___ PAGINATEKST

De gemeente heeft op 10 maart 2015 de Nota Parkeernormen 2015 vastgesteld. Hierin zijn parkeernormen vastgelegd om vraag en aanbod van parkeerplaatsen met elkaar in overeenstemming te brengen. De Parkeernota bevat daarmee het toetsingskader voor bouwaanvragen en stelt eisen met betrekking tot het aantal en de afmetingen van de per functie aan te leggen parkeerplaatsen. De basis voor deze Nota Parkeernormen is het ASVV 2012 (Aanbevelingen voor verkeersvoorzieningen binnen de bebouwde kom) en publicatie 317 'Parkeerkencijfers van het CROW.

______
___ AANGELEVERDE GEGEVENS

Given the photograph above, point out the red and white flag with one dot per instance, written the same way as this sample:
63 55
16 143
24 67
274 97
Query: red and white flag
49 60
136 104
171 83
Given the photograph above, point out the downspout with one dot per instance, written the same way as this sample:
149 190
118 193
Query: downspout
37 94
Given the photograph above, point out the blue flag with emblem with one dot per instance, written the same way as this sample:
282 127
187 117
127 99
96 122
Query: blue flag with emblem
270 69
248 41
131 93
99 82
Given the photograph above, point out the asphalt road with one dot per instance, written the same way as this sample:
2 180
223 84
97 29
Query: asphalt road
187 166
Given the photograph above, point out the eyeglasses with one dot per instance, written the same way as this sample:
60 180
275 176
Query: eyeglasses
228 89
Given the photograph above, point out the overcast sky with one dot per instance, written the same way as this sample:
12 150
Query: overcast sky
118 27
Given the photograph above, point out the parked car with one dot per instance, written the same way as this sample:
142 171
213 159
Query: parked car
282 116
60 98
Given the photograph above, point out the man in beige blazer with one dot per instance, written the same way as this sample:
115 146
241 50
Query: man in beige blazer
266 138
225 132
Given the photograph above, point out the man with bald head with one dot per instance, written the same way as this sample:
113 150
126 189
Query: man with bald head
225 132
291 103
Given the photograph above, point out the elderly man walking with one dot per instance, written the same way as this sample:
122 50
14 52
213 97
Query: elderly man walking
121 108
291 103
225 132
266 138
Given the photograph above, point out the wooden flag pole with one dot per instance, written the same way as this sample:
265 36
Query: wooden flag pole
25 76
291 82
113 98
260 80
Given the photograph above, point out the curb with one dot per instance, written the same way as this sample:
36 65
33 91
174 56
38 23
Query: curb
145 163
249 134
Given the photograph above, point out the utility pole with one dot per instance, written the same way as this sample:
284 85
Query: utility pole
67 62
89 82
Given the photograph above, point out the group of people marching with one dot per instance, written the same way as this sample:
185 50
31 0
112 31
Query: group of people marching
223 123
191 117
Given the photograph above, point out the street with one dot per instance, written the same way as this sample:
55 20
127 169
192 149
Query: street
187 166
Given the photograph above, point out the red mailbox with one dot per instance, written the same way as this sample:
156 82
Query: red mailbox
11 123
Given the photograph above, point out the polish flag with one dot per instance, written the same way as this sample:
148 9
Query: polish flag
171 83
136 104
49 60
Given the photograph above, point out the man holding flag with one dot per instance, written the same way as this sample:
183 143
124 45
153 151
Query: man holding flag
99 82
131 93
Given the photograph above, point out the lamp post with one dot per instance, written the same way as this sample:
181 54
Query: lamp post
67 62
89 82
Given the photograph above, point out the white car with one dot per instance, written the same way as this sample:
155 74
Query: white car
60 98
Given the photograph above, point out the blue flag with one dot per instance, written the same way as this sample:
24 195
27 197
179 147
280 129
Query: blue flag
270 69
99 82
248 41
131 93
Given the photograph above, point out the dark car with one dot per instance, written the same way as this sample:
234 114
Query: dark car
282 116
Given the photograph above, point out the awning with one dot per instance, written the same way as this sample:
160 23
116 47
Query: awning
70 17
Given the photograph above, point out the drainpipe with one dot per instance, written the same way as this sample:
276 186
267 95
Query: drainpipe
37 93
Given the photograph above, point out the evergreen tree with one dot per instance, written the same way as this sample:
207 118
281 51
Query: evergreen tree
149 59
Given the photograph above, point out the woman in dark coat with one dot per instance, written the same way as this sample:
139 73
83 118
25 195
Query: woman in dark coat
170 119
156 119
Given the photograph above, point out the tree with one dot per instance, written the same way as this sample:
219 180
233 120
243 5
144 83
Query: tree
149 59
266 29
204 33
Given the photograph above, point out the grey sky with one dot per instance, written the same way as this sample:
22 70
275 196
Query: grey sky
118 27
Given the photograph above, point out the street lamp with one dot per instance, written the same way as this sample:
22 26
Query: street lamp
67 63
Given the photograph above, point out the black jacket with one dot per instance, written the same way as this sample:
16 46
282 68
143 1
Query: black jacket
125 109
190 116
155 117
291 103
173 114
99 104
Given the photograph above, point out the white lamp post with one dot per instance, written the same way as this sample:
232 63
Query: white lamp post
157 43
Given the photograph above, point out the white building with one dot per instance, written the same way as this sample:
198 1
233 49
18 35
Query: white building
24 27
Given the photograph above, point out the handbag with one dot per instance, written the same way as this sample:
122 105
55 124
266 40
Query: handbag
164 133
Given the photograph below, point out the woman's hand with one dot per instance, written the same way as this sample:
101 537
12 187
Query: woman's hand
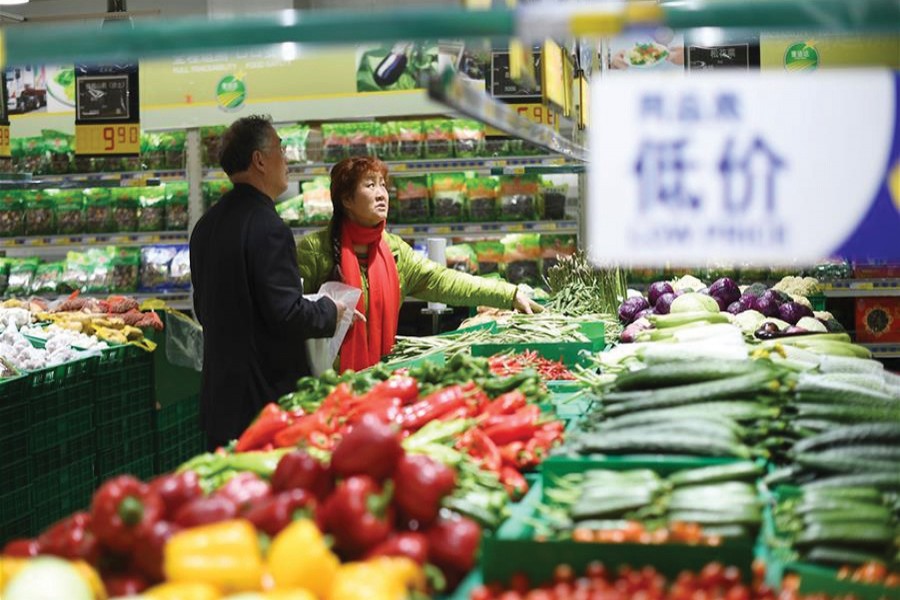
523 303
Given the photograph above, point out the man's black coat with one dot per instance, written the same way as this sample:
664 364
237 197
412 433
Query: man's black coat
249 298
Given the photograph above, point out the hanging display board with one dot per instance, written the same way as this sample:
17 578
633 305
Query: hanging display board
107 110
770 170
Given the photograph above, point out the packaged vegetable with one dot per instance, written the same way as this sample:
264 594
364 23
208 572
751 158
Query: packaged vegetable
39 213
21 276
46 278
152 216
69 211
518 196
412 199
12 213
438 138
489 254
177 198
462 257
317 206
482 196
448 197
155 262
97 210
522 255
126 263
468 137
125 206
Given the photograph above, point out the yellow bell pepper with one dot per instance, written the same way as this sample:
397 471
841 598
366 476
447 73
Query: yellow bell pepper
224 554
299 558
182 591
378 579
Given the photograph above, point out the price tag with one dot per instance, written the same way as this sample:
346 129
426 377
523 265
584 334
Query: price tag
108 139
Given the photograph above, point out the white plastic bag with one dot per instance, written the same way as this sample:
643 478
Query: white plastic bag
321 352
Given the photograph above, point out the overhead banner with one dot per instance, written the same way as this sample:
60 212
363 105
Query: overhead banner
770 170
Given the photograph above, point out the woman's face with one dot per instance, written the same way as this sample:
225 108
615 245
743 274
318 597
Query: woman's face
369 205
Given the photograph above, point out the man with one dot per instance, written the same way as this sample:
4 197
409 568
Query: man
247 289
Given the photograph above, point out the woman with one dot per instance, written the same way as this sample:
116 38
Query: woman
356 250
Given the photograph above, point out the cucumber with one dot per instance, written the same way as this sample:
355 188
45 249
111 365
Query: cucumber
882 481
870 433
838 556
864 534
665 375
731 472
663 444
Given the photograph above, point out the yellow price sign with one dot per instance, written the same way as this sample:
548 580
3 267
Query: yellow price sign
5 146
108 138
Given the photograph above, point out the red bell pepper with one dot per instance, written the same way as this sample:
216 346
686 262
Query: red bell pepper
275 513
420 483
415 416
22 548
71 538
359 515
120 507
410 544
245 490
204 511
299 470
453 544
176 489
124 585
262 431
371 447
514 482
148 559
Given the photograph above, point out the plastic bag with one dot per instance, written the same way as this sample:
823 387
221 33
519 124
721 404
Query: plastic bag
321 352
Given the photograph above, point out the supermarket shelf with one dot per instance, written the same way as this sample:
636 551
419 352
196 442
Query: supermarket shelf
79 241
513 165
859 288
453 230
83 180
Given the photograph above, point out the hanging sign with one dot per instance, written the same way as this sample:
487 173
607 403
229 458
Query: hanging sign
773 170
107 110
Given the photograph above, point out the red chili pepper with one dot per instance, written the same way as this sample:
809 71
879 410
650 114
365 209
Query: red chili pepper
23 548
299 470
204 511
410 544
176 489
358 514
514 482
71 538
415 416
262 431
120 507
245 490
274 514
371 447
124 585
420 483
148 560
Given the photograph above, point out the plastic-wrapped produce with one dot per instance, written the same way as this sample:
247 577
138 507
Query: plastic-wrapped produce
12 213
412 199
448 197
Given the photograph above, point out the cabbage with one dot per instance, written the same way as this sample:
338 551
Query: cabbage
693 302
792 312
631 307
48 578
688 283
664 304
657 289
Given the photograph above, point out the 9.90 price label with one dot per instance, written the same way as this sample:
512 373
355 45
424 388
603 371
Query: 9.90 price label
122 138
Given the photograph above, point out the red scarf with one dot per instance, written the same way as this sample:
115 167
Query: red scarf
366 343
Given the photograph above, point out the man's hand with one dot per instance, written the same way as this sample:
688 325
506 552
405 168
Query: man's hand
523 303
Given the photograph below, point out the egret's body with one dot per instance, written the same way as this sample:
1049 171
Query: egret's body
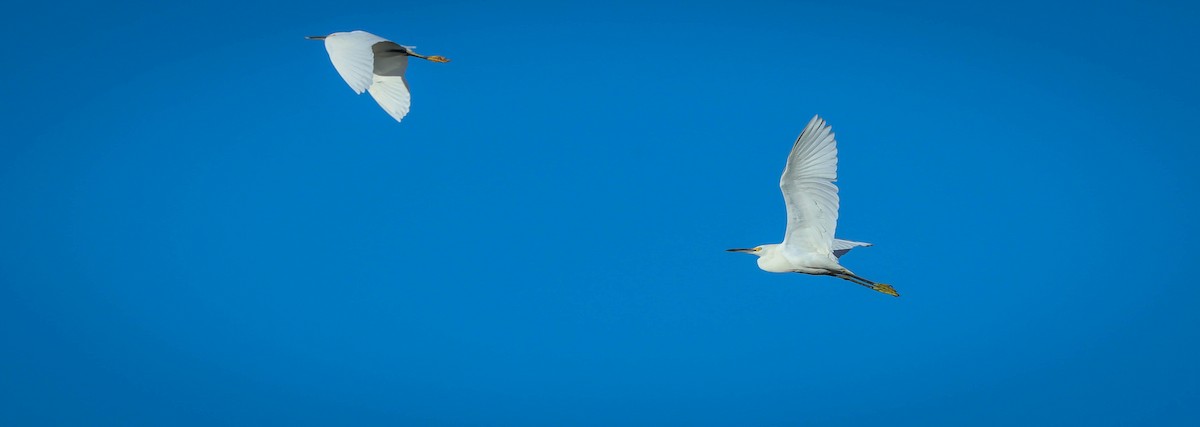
372 64
809 246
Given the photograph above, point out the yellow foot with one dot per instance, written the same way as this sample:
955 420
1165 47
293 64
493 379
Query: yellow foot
886 288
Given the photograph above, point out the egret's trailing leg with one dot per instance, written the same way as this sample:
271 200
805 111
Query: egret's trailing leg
431 58
877 287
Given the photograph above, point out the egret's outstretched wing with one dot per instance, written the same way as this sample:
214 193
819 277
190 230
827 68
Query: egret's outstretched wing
809 191
369 62
353 56
388 85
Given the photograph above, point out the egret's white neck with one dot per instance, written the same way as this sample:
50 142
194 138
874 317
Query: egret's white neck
772 259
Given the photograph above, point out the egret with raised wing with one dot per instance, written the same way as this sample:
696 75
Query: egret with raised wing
372 64
809 246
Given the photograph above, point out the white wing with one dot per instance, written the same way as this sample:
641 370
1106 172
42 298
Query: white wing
369 62
809 191
353 58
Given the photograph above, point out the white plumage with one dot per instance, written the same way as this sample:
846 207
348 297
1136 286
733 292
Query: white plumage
376 65
811 198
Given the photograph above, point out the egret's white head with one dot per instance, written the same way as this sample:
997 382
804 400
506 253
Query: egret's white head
756 251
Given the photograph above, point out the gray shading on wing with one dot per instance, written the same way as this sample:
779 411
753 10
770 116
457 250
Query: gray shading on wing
372 64
809 192
389 86
841 246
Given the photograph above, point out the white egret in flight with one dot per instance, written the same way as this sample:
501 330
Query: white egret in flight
369 62
811 198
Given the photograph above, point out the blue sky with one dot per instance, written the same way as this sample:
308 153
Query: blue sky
202 224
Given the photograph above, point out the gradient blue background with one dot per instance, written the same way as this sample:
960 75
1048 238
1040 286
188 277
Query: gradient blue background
202 224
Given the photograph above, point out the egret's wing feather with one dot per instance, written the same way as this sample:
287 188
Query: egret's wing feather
389 86
841 246
353 56
809 191
391 94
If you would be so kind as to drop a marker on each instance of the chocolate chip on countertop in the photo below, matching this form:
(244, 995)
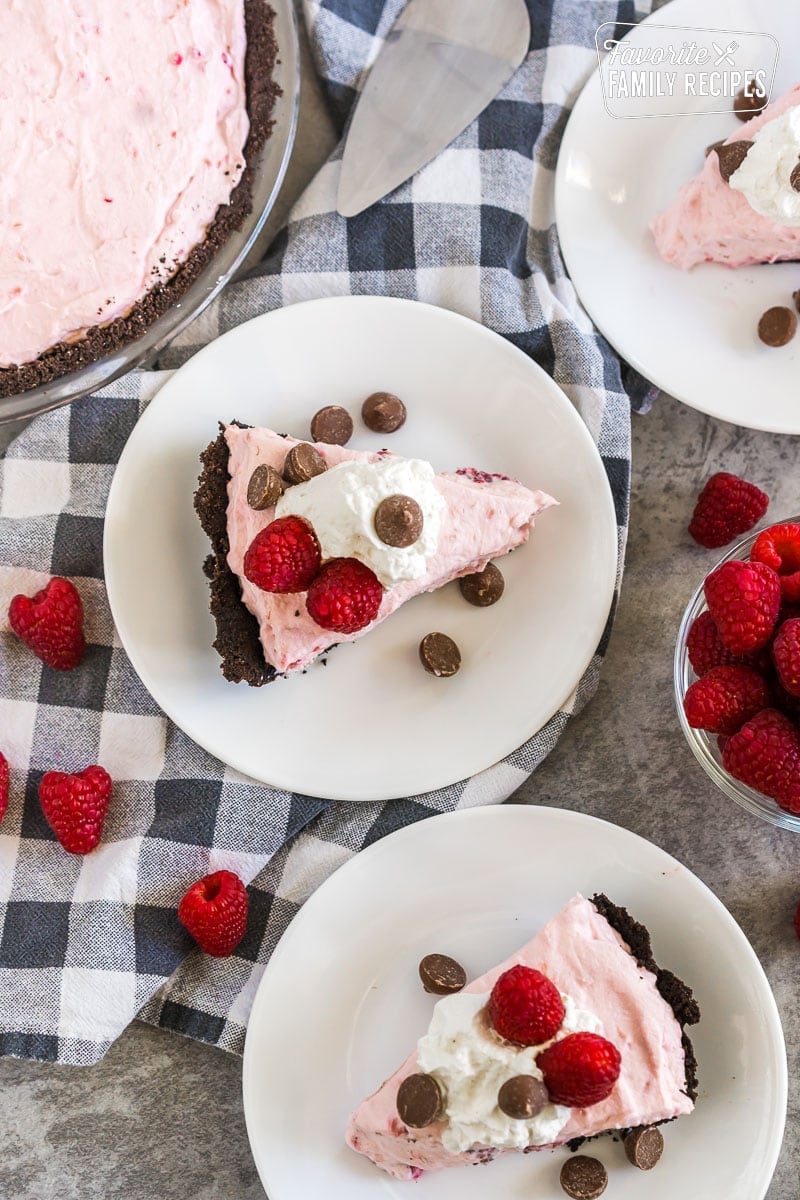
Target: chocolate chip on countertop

______

- OPDRACHT -
Pak de tekst over de parkeernormen weer op en schrijf verder vanaf de laatste zin. De rijen spelen hierbij geen enkele rol.

- RESULTAAT -
De door CROW opgestelde kencijfers hebben een bandbreedte. Door de gemeente wordt de minimumnorm gehanteerd voor het aantal aan te leggen parkeerplaatsen. Het is de ervaring dat in dat geval wordt voorzien in voldoende parkeerplaatsen. De parkeerbehoefte moet in beginsel op eigen terrein worden opgelost. In nieuwbouw wijken kan het hele plangebied als 'eigen terrein' worden beschouwd. Dat betekent dat er ook in de nieuwe openbare ruimte geparkeerd kan / moet worden. Voor onderhavig plan is uitgegaan van dezelfde benadering. Indien het parkeren in de openbare ruimte wordt gerealiseerd dienen de parkeerplaatsen voor woningen op maximaal 100m van de woning te liggen.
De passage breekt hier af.